> _Quoted passage_:

↓↓↓

Studio album by James Arthur
- Released: 25 April 2025
- Studios: Miloco (London); Wendy House (London); The Beach (London);
- Genre: Pop rock
- Length: 39:27
- Label: Columbia
- Producers: Steven Solomon; TMS;

James Arthur chronology
| Bitter Sweet Love (2024) | Pisces (2025) |  |

Singles from Pisces
- "ADHD" Released: 22 November 2024; "Celebrate" Released: 17 January 2025; "Embers" Released: 14 February 2025; "Karaoke" Released: 7 March 2025; "Cruel" Released: 25 April 2025;

= Pisces (James Arthur album) =

Pisces (stylised in all caps) is the sixth studio album by English singer-songwriter James Arthur, released on 25 April 2025 through Columbia Records. It serves as the follow-up to his fifth studio album, Bitter Sweet Love (2024), and was preceded by the four singles "ADHD", "Celebrate", "Embers", "Karaoke", and "Cruel". Production was handled by Steven Solomon, aside from the track "Water", which was produced by TMS.

In its first week, the album debuted at number three on the UK Albums Chart, marking his sixth top three album in the country. He also embarked on The Pisces World Tour, which began in May 2025 and concluded in February 2026.

↑↑↑

> _Supplied records_:

↓↓↓

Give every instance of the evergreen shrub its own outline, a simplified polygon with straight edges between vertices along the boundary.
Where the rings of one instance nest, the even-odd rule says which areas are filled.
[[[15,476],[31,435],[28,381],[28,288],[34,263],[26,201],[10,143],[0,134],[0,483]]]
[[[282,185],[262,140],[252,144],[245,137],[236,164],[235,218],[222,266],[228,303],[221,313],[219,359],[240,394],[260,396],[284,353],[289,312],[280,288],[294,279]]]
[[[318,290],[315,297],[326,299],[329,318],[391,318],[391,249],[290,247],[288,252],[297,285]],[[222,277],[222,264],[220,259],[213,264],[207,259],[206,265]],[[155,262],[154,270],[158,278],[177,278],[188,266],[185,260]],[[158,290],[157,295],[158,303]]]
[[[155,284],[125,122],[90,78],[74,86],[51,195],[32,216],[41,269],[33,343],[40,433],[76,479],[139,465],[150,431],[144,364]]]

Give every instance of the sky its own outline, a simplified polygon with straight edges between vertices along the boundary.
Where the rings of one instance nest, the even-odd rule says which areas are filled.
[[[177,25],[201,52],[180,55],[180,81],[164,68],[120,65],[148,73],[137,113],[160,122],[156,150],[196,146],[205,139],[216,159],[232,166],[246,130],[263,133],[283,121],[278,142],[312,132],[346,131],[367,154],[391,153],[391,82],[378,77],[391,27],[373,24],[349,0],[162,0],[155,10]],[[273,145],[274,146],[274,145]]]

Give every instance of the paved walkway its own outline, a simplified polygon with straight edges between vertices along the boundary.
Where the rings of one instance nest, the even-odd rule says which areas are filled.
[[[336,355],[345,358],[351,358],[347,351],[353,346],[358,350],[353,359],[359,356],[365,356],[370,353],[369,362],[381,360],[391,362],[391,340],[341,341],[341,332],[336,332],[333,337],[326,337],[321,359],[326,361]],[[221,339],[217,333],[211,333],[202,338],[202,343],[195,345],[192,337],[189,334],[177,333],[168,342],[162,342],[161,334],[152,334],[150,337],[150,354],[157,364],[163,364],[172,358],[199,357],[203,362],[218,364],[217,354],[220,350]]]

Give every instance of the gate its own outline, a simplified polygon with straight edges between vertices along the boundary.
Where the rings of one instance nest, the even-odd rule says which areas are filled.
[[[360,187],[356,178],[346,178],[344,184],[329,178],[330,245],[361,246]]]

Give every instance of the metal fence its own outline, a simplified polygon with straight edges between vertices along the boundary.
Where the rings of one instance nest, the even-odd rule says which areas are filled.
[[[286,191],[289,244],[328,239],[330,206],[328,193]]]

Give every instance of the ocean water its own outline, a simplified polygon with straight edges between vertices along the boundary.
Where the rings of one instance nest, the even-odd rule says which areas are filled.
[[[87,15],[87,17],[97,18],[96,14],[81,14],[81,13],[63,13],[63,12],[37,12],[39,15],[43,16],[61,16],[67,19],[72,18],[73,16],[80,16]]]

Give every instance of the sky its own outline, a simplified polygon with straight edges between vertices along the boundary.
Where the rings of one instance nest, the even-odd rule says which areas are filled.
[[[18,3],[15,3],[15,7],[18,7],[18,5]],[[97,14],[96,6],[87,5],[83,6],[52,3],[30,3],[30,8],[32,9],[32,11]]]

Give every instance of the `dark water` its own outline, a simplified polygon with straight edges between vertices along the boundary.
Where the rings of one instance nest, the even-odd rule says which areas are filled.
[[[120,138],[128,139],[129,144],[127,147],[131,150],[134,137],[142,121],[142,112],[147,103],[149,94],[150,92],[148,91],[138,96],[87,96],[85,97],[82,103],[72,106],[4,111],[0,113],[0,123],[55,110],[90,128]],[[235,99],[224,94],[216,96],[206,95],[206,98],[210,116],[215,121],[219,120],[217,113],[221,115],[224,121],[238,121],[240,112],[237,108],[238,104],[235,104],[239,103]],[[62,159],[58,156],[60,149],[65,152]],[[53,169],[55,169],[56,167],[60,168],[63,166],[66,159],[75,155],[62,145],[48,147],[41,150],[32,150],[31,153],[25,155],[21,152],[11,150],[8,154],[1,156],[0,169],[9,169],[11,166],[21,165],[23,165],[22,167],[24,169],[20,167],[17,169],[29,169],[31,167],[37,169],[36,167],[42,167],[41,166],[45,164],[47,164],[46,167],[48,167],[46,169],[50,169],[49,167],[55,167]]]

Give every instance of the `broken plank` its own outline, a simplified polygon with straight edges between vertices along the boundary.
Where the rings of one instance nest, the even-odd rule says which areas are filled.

↑↑↑

> _Short exercise A_: In the Pisces album entry, change "Columbia Records" to "Sony Music" and write out the passage from "Singles from Pisces" to "produced by TMS.".
> _Short exercise B_: List every studio named in the Pisces album entry.
Rely only on the album entry for what follows.

> _Full answer A_:
Singles from Pisces
- "ADHD" Released: 22 November 2024; "Celebrate" Released: 17 January 2025; "Embers" Released: 14 February 2025; "Karaoke" Released: 7 March 2025; "Cruel" Released: 25 April 2025;

= Pisces (James Arthur album) =

Pisces (stylised in all caps) is the sixth studio album by English singer-songwriter James Arthur, released on 25 April 2025 through Sony Music. It serves as the follow-up to his fifth studio album, Bitter Sweet Love (2024), and was preceded by the four singles "ADHD", "Celebrate", "Embers", "Karaoke", and "Cruel". Production was handled by Steven Solomon, aside from the track "Water", which was produced by TMS.

> _Full answer B_:
Miloco (London)
Wendy House (London)
The Beach (London)